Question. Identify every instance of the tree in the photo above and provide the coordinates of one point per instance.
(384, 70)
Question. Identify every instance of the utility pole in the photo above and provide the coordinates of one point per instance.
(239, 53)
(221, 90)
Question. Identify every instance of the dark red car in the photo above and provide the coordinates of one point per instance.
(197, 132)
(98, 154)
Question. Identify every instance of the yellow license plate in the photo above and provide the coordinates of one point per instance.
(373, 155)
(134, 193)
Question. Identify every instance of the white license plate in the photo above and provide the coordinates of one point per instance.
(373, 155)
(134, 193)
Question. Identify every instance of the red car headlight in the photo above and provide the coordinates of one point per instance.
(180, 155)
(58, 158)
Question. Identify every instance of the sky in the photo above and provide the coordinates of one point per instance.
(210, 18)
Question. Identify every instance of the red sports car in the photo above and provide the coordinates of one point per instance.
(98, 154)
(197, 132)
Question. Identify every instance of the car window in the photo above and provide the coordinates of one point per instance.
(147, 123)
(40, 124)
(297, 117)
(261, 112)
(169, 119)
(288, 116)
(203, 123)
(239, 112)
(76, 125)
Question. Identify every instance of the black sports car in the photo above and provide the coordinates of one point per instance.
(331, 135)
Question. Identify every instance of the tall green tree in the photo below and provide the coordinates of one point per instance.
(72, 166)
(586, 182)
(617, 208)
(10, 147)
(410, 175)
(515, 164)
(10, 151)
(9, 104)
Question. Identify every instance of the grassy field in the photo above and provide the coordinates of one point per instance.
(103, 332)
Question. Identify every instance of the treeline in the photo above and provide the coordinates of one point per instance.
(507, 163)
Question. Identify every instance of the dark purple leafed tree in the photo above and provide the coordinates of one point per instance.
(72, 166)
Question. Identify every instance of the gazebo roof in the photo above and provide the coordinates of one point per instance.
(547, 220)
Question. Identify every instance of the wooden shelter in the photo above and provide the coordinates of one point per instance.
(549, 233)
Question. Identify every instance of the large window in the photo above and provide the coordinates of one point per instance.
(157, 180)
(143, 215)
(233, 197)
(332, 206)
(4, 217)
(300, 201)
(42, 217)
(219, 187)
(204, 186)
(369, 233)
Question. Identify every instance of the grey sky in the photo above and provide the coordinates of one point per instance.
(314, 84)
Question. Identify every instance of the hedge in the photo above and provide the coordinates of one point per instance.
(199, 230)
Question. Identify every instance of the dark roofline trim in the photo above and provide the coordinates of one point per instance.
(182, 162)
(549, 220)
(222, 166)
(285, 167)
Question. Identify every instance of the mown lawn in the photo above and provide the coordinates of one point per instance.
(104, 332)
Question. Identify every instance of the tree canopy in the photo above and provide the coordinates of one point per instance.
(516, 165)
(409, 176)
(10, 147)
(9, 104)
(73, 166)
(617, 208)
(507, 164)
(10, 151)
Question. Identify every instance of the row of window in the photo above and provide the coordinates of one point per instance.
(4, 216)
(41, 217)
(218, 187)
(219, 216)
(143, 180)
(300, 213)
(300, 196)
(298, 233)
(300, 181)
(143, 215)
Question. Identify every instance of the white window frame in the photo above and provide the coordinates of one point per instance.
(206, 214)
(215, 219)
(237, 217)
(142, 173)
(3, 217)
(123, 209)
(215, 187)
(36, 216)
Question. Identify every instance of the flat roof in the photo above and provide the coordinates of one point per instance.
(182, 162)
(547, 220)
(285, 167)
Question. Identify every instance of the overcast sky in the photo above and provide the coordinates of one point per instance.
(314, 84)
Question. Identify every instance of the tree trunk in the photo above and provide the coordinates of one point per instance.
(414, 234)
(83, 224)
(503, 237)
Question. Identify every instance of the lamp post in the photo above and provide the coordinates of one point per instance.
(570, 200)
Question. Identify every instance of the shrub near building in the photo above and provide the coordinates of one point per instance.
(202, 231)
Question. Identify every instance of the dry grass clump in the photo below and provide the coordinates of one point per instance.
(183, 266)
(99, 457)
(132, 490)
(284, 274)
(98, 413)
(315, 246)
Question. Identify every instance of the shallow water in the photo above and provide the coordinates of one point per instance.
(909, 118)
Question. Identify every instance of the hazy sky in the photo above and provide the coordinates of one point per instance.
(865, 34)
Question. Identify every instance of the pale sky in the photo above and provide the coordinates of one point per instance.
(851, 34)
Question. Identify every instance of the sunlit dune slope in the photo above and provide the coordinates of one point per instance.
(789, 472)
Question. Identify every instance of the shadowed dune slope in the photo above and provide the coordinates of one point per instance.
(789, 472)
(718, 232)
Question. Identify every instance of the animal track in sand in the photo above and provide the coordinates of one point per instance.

Task details: Extract all the material, leaving every line as it is.

Answer in full:
Question. Identify every instance of the tree in the photo above and provide the coordinates of one point per instance.
(384, 70)
Question. Identify every instance of the utility pole in the photo above and provide the coordinates of one point per instance.
(239, 53)
(221, 90)
Question. Identify every instance of the dark red car in the photo above and provide the coordinates of one point per instance.
(197, 132)
(98, 154)
Question. Identify every instance of the yellow license plate in the photo above and provide the coordinates of one point per instance.
(373, 155)
(134, 193)
Question. Identify every instance of the white license plate in the photo above and provide the coordinates of one point per instance.
(373, 155)
(134, 193)
Question. Identify every instance of the red car headlight in the photo above and provide the coordinates of one point per instance.
(180, 155)
(58, 158)
Question. Identify every instance of the sky in the photo above and provide the coordinates of one point per instance.
(210, 18)
Question. Identify every instance of the red sports car in the photo above and provide the coordinates of one point per instance.
(98, 154)
(197, 132)
Question. Identify every instance of the car window in the photo above and provide the coordinates of one point per instance.
(147, 123)
(40, 124)
(297, 117)
(261, 112)
(169, 119)
(288, 116)
(203, 123)
(239, 112)
(76, 125)
Question. Identify every instance of the black sports car in the photo above and provide the coordinates of one point per instance.
(331, 135)
Question. Identify every instance of the tall green tree in the photo below and provide the coordinates of one point per instance.
(72, 166)
(586, 182)
(617, 208)
(10, 147)
(410, 175)
(515, 164)
(10, 151)
(9, 104)
Question. Identify every instance of the grassy field in the photo above and provide the coordinates of one point per instance.
(103, 332)
Question. Identify every instance of the treeline in the photo above and provide the coordinates of one point per instance.
(507, 163)
Question. Identify every instance of the dark purple leafed tree in the photo above and provide the coordinates of one point per instance.
(72, 166)
Question. Identify every instance of the gazebo roof in the photo above and provide the coordinates of one point per instance.
(547, 220)
Question. Identify every instance of the wooden shelter in the photo above and provide the coordinates of one point per instance.
(549, 233)
Question. Identify every instance of the large window in the photo above and provide the coordinates of one point per instance.
(157, 180)
(143, 215)
(233, 197)
(332, 206)
(4, 217)
(300, 201)
(42, 217)
(219, 187)
(204, 186)
(369, 233)
Question. Identify every instance of the grey sky in the photo above and provide the coordinates of one point per instance.
(314, 84)
Question. Identify every instance of the hedge in the photo above and provide the coordinates of one point per instance.
(199, 230)
Question. Identify every instance of the dark roofline trim in the photo above and provide the coordinates of one point per instance.
(182, 162)
(549, 220)
(222, 166)
(285, 167)
Question. Identify every instance of the mown lawn in the photo above and provide the coordinates of one point per instance.
(104, 332)
Question. Identify every instance of the tree canopy in the photo above and provide the coordinates of one point per instance.
(516, 165)
(409, 176)
(10, 147)
(9, 104)
(73, 166)
(617, 208)
(507, 164)
(10, 151)
Question. Identify every instance of the row of window in the photo above and provide the coordinates of one point per instance.
(4, 216)
(41, 217)
(218, 187)
(219, 216)
(143, 180)
(300, 213)
(300, 196)
(298, 233)
(300, 181)
(143, 215)
Question. Identify every instance of the white window frame in the photo above and provide the coordinates of one point per instance.
(206, 214)
(215, 219)
(237, 217)
(142, 173)
(3, 217)
(123, 209)
(215, 187)
(36, 216)
Question. Identify every instance of the flat roof in the photo above and provide the coordinates of one point per instance.
(182, 162)
(547, 220)
(285, 167)
Question. Identify every instance of the overcast sky in the photo above and provide the coordinates of one point per instance.
(314, 84)
Question. Identify every instance of the tree trunk in the photo above and provide the coordinates of one point per instance.
(414, 234)
(83, 224)
(503, 237)
Question. Identify every instance of the lamp post in the photo above and provide the coordinates of one point per instance.
(570, 200)
Question. Identify every instance of the shrub near building in the photo above and provide the coordinates of one point per instance.
(202, 231)
Question. Identify every instance of the dry grass clump in the photo below and provide the coordinates of one point per instance.
(183, 266)
(99, 457)
(132, 490)
(284, 274)
(98, 413)
(315, 246)
Question. Identify every instance of the shallow water in the photo above and provide the coordinates of one point per instance.
(909, 118)
Question. Identify every instance of the hazy sky in the photo above and provide the coordinates of one point per instance.
(865, 34)
Question. Identify every instance of the pale sky in the photo above and provide the coordinates of one point per instance.
(851, 34)
Question. Identify every instance of the sunlit dune slope in the photo above and provide the coordinates of one point per instance.
(789, 472)
Question. Identify every instance of the shadowed dune slope in the photo above and provide the coordinates of one point per instance.
(789, 472)
(718, 232)
Question. Identify every instance of the animal track in sand in the photo above and provide the coordinates of one point per instance.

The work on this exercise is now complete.